§ Page excerpt:
Response 3: We would like to thank the respected referee for this precise comment. In the revised version, two more remote sensing experiments are added to verity the effectiveness of the OMRF-AP in the experimental section. One is a very high spatial resolution remote sensing image, sized 2500×2500 with 0.1m spatial resolution (Page 15, figure 12). The other is a Gaofen-2 image that comes from a remote sensing dataset named Gaofen Image Dataset (GID), sized 1500×1500 with 3.2m spatial resolution (Page 16, figure 13). Moreover, we also have discussed why NED-MRF performs better than OMRF-AP for the cases of Fig. 8 and Fig. 9. in the discussion section (page 19).


Point 4: According to Table 5, the post-processing module (OMRF-APP) leads to minor improvements compared to OMRF-AP. Α comparison, in terms of computational time, between OMRF-AP and OMRF-APP would be useful in order to evaluate the efficiency of the post-process module. A more thorough evaluation should also include results from the application of the post-process step in the outcome of the rest comparative methods.


Response 4: We would like to thank the respected referee for this precise comment. In the revised version, the post-processing computational time is also considered in Table 6 (page 19). And the post-process step is also applied to the rest object-based comparative methods, the quantitative indicators are compared and demonstrated in Table 5 (page 17).


Point 5: Overall, the contribution of this work is not well grounded by the experimental results. The out-performance of OMRF-AP compared to other MRF-based methods is inconsistent since NED-MRF presented higher performance in half of the examined cases. Furthermore, the advantages of the proposed method are unclear compared to other semantic segmentation methods, especially those including deep learning. OMRF-AP requires prior knowledge of the data, a lot of fine-tuning and provides coarse segmented results. On the contrary, deep learning techniques have proved their ability to provide fine segmentation results and generalize well in unseen data. Which are the benefits of the proposed method compared to deep learning models especially in the case of remote sensing data?


Response 5: We would like to thank the respected referee for this valuable comment. In the revised version, more experiments of HSR remote sensing images are used to verify the superiority of the proposed method, and its advantages are further discussed in the new section ‘Discussion’ (page 19). In this section, we also discuss the benefits of the proposed method compared to deep learning in the case of remote sensing data. Namely, compared with other semantic segmentation methods, such as deep learning, the OMRF-AP has the complete theoretical foundation, and its APM has a clear and reasonable semantic interpretation. The proposed method is also very efficient as it does not need training processing.

§ Exercise brief: Pick up the reply to the reviewer on the OMRF-AP segmentation method and continue it from its last sentence. The listing that comes after has no connection to the text.

§ Material shown:
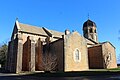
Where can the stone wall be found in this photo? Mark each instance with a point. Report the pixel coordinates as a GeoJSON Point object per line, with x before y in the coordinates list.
{"type": "Point", "coordinates": [72, 42]}
{"type": "Point", "coordinates": [109, 55]}
{"type": "Point", "coordinates": [95, 57]}
{"type": "Point", "coordinates": [57, 49]}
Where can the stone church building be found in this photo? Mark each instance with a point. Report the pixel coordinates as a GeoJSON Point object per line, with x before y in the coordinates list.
{"type": "Point", "coordinates": [39, 49]}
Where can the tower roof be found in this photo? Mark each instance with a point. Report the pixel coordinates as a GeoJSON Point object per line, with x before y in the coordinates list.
{"type": "Point", "coordinates": [89, 23]}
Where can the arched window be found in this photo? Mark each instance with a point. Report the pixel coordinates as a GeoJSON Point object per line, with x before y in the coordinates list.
{"type": "Point", "coordinates": [77, 55]}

§ Output below:
Reviewer 3 Report

The paper presents an object-based Markov random filed model with anisotropic penalty for high resolution remote sensing image classification. The proposed method is interesting and performs well by distinguishing the differences in the interactions between any two land classes. Overall, this paper is well-presented and easy to follow, but there still have some issues need to be addressed. The justifications are detailed in the following:
(1) Section 1 should be improved. Authors are more focused on the problems of MRF itself, but the reason why MRF was chosen among many approaches to extract semantic information is not clearly discussed.
(2) Section 3 is not suitable to be a separate section. Since it introduces the parameter settings and algorithm of the proposed method, I would recommend moving section 3.1 to the experimental section, and integrating section 3.2 into section 2.2.
(3) The proposed method aims to improve the segmentation performance of HSR remote sensing images, but it is only evaluated on two HSR image patches, of which the SPOT5 experimental image size is only 438*438. More experiments on HSR remote sensing images are needed to prove the superiority of the proposed OMRF-AP.
(4) Please discuss why the proposed OMRF-AP achieves better experimental results on remote sensing images, but worse results on texture images, when compared with the NED-MRF.
(5) Conclusions should be extended. The section can be extended with statistical data obtained in experiment and with discussion about future experiments or improvements of method.
(6) Line 32: “Image” has incorrect font.
(7) Page 4: Formula numbers are not aligned.
(8) The format of the figure title is incorrect.
(9) Please check the format of the references.

Author Response

Response to Reviewer 3 Comments


The paper presents an object-based Markov random filed model with anisotropic penalty for high resolution remote sensing image classification. The proposed method is interesting and performs well by distinguishing the differences in the interactions between any two land classes. Overall, this paper is well-presented and easy to follow, but there still have some issues need to be addressed. The justifications are detailed in the following:


Point 1: Section 1 should be improved. Authors are more focused on the problems of MRF itself, but the reason why MRF was chosen among many approaches to extract semantic information is not clearly discussed.


Response 1: We would like to thank the respected referee for this valuable comment. In the revised version, the introduction is improved to discuss the reason why MRF was chosen among many approaches (page 2).


Point 2: Section 3 is not suitable to be a separate section. Since it introduces the parameter settings and algorithm of the proposed method, I would recommend moving section 3.1 to the experimental section, and integrating section 3.2 into section 2.2.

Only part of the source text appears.